EXERCISE DIRECTIONS
Repeat all of the data exactly. Leave nothing out.

INPUT DATA

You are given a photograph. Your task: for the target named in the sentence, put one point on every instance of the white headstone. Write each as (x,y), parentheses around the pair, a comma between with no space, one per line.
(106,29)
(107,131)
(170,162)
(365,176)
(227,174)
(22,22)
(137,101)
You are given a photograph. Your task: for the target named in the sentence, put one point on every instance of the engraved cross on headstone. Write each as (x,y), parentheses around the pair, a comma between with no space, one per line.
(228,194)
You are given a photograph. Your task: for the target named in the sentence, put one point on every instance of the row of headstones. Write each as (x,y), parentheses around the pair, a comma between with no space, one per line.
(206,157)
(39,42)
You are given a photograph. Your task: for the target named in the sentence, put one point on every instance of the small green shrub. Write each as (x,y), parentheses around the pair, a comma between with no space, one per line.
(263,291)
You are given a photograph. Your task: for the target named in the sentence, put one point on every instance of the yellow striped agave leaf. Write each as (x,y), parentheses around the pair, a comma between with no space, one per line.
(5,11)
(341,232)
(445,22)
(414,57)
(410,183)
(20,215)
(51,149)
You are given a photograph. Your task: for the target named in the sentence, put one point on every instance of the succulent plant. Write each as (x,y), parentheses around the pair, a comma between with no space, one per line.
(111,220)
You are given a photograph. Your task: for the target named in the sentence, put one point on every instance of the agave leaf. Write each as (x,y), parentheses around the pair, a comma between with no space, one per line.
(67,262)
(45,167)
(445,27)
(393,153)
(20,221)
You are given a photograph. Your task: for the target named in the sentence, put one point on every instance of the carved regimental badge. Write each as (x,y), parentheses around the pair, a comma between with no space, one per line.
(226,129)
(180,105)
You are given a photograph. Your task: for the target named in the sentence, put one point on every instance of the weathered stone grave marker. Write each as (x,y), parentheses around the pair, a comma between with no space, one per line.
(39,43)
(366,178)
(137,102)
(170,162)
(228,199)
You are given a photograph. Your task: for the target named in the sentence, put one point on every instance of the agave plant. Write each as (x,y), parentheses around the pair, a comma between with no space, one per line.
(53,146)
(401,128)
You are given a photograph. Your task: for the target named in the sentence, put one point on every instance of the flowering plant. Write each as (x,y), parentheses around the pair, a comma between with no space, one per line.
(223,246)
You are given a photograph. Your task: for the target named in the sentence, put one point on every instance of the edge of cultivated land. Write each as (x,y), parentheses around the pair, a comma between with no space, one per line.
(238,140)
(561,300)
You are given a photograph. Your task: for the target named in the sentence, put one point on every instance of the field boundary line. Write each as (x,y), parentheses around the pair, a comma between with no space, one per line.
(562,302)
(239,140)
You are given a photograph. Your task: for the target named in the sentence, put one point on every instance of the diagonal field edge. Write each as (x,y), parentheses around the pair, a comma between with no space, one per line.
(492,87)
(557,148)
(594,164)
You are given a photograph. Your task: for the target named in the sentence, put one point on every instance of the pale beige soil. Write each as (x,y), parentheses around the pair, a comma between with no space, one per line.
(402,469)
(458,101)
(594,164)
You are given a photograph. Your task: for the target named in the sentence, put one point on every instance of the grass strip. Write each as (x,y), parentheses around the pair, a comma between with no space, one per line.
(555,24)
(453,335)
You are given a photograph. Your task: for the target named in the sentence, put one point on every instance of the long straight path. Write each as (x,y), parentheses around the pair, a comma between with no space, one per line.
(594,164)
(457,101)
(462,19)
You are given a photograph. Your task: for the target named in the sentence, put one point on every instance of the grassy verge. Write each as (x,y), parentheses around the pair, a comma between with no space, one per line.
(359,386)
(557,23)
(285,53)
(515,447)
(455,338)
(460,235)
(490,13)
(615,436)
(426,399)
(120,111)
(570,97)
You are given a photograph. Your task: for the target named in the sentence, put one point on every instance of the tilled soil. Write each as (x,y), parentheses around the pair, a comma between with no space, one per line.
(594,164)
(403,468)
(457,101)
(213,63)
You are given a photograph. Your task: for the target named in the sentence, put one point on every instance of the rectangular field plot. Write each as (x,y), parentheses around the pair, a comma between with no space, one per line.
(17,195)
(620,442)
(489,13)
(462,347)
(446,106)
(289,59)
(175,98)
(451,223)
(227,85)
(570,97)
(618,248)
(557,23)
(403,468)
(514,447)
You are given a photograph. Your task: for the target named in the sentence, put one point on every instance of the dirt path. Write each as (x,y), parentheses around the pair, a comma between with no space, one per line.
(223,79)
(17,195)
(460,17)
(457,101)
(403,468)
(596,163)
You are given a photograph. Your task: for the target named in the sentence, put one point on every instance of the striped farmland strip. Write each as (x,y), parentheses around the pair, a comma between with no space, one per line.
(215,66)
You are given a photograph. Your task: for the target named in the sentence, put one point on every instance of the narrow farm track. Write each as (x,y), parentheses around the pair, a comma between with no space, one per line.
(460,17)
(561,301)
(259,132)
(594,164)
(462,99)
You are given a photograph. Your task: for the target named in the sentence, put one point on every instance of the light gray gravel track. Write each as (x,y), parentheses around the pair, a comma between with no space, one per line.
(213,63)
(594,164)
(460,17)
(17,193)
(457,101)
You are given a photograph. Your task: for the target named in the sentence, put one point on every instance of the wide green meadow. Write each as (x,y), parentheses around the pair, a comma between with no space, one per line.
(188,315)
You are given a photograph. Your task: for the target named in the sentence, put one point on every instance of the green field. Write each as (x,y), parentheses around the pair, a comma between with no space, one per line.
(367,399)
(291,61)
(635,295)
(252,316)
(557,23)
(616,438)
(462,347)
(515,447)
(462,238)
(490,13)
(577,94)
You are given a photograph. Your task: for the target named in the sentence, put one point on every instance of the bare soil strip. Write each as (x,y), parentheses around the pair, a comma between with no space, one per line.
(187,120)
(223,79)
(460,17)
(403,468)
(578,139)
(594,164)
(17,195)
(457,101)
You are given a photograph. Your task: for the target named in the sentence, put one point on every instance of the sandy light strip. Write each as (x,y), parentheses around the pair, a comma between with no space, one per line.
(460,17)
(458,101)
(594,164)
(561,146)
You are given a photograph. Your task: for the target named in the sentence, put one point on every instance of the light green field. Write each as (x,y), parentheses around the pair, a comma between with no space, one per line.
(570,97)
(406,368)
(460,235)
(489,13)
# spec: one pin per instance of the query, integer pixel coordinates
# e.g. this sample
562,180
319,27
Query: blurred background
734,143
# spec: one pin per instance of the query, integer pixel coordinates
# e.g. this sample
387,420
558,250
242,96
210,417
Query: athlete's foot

THE COMPLETED TASK
You are given a photograph. Your task: for the target named in the sentence, put one point on every instance of the white headstone. Write each as (x,y), parentheses around the pair, a comma between with no space, one per line.
(106,29)
(107,131)
(170,162)
(365,176)
(227,174)
(22,22)
(137,101)
You are given a photograph. Your task: for the target named in the sentence, put one point on every instance of the engraved cross on headstone. Write each as (x,y), parentheses around the pair, a comma between with no space, one per line.
(228,194)
You are given a photograph. Your task: for the target named in the sentence, put one point on every instance of the row of headstones. Write each as (x,y), parentheses around the pair, a comma between with no space, one per line.
(206,157)
(39,42)
You are given a photograph. Your task: for the target named in the sentence, put one point on every instance of the small green shrub. Write each as (x,y), parentheses around the pair, a comma between with no space, one per line.
(263,291)
You are given a photograph. Your task: for the target named in the sentence, put one point on every instance of the yellow striped agave leaf. Write each as (x,y), parentheses around the pair, a comma between with no space, one per line.
(5,11)
(341,232)
(445,22)
(414,57)
(410,183)
(20,215)
(51,149)
You are given a photograph. Your task: for the target named in the sentence, put one point on every instance of the succulent plant. Write each as (x,y), parentheses around the pair, a comma between with no space, one per line.
(111,220)
You are given a photograph. Your task: for the target named in the sentence, put one point on every instance of the agave leaf. Write each as (x,y), parentheses around the pair, a comma between with no space, one per line.
(67,262)
(45,167)
(445,27)
(393,153)
(20,221)
You are given a photograph. Your task: for the target named in the sentence, put one point on every instance of the carved regimental badge. Write each as (x,y), parentheses around the pair, a comma between with no space, one per line.
(226,129)
(180,105)
You are given a photograph. Your task: for the target named in the sentence, put one point on every instance of the weathered stone grave marker. Write each as (x,y), parentheses around the pair, a comma between with no space, one per line.
(39,43)
(366,178)
(137,102)
(170,162)
(228,199)
You are given a photograph. Your task: for the target named in the sentence, put one point on every instance of the agave plant. Write each as (x,y), parentheses around the pair, a comma between with no space, one per line.
(53,146)
(401,128)
You are given a photograph. Your task: for the target named in the sentence, put one point on every instance of the flowering plant. Write each as (x,y), parentheses around the pair, a comma between with no space, one per line.
(223,246)
You are given a photograph. Your task: for the target named in the sentence, put one point on every instance of the edge of cultivated land. Write each as (x,y), parentheses around the pair, a comma between with no space, one per line.
(238,140)
(561,300)
You are given a photograph. Your task: for the target named in the sentence, put one point on every instance of the field boundary line. Write each as (x,y), parentheses around the pair, a comma between with no space, one per line.
(562,302)
(239,140)
You are given a photograph. Your task: for the target named in the sentence, put one point on every instance of the diagonal field edge. Write each as (x,y), parentheses around the pair, a comma between with no space, one per line.
(492,87)
(557,148)
(594,164)
You are given a photograph. Your task: for the target named in the sentence, put one point on every instance of the pale beige soil. Write each as (x,y), parentheses around the pair, a comma between with no space, one per line.
(402,469)
(458,101)
(594,164)
You are given a photograph. Your task: for the target named in the sentence, put one point on every instance of the grass strip. Write each as (x,y), parentheses around the pair, a comma between with no space, one per line.
(555,24)
(453,335)
You are given a photograph. Your task: for the target named in the sentence, put one point on every instance of the long straight path. Write each as (x,y), parentheses around the pair, a comma between with no space, one per line.
(594,164)
(457,101)
(462,19)
You are given a photograph. Your task: for the target named in the sentence, put one point on every instance of the grassy verge. Write each as (x,y), parentheses around the pair, a comma between with no space, one per line.
(359,386)
(557,23)
(285,53)
(515,447)
(455,338)
(460,235)
(490,13)
(615,436)
(426,399)
(120,111)
(570,97)
You are given a photograph. Your task: for the target named in the sentence, put one point on every instance of the tilled soil. Write each as (x,y), parentheses around the pair, a comma between with no space, one per line.
(594,164)
(403,468)
(457,101)
(213,63)
You are given a photograph. Your task: for the target named in the sentence, put one point on every instance of the rectangular field plot. Write each as (x,y), parentheses around the pair, a comma between with no space, one per line.
(17,195)
(620,442)
(489,13)
(462,347)
(446,106)
(289,59)
(175,98)
(451,223)
(227,85)
(570,97)
(618,248)
(557,23)
(403,468)
(514,447)
You are given a photograph. Your task: for the target named in the sentence, put one point on every instance of the dirt path. Write each as (x,y), parentheses around the pair, a comma between with no space, one per line.
(223,79)
(17,195)
(460,17)
(457,101)
(403,468)
(596,163)
You are given a photograph. Your task: for the target named in the sentence, put one point on every instance of the striped farmland strip. Write each as (x,y), parentheses around the pair, a comma between with no space, one per line.
(215,66)
You are given a photograph. Your task: for the target named in the sentence, put one point on every instance of the narrow farm track. Write each as (x,y), parentheses around the pair, a comma between with no space, one per line.
(460,17)
(561,301)
(259,132)
(594,164)
(462,99)
You are given a photograph. Your task: for the target named in the sentence, put one point on every instance of the light gray gravel track. Write each as (x,y), parentheses around the pair, a comma between with no space, one per line.
(213,63)
(594,164)
(460,17)
(17,193)
(457,101)
You are given a photograph. Your task: for the target named in the sentence, put one point on every instance of the wide green meadow. Write each as (x,y), parentheses around the pair, a comma between with no space, one per line.
(188,315)
You are given a photograph. Your task: for the target named in the sentence, put one point on every instance of the green field. Write each as (x,y), parentheses around the pair, a comma between with no space, one per line.
(367,399)
(291,61)
(635,295)
(252,316)
(557,23)
(616,438)
(462,347)
(515,447)
(462,238)
(490,13)
(577,94)
You are given a photograph. Your task: for the target named in the sentence, put one point on every instance of the bare soil strip. Write each as (x,y), parentheses around the pair, a comma between with no space, one per line.
(187,120)
(223,79)
(460,17)
(403,468)
(578,139)
(594,164)
(17,195)
(457,101)
You are given a photograph. Your task: for the target named in the sentence, put one point on every instance of the sandy light strip. Write each as (x,y), parentheses around the pair, a comma between with no space, one per line.
(460,17)
(458,101)
(594,164)
(561,146)
You are given a photograph. Your task: for the target named in the sentence, put one point on every instance of the light green field. Write each as (x,y), parentheses around the pair, a comma between with no space, one per line.
(570,97)
(406,368)
(460,235)
(489,13)
# spec: one pin per instance of the query, integer pixel coordinates
# e.g. this sample
562,180
319,27
Query: blurred background
734,143
# spec: one pin per instance of the query, integer pixel coordinates
# e.g. this sample
387,420
558,250
242,96
210,417
Query: athlete's foot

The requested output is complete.